Dataset entries:
-- Opening Marker --
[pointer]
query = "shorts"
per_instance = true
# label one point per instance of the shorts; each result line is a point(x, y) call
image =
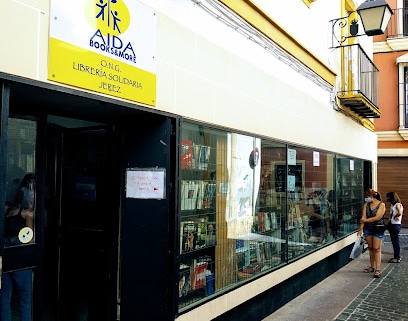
point(368, 231)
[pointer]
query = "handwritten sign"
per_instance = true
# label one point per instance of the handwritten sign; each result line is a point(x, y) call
point(146, 183)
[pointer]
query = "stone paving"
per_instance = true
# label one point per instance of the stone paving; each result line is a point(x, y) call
point(350, 294)
point(385, 298)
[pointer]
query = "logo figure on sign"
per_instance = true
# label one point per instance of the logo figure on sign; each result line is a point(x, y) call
point(25, 235)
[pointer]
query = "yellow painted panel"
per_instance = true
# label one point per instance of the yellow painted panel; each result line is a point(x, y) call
point(72, 65)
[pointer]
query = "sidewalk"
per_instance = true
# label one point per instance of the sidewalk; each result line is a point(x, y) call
point(350, 294)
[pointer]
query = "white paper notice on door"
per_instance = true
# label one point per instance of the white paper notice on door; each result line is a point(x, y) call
point(146, 183)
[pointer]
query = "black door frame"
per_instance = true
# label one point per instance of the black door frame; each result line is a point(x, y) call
-- Closing Marker --
_WORK INSTRUCTION_:
Your answer should hold every line of the entries that contains the string "frame".

_REPLY_:
query = "black door frame"
# label one point per instance of the black door frame; each result line is a point(x, y) call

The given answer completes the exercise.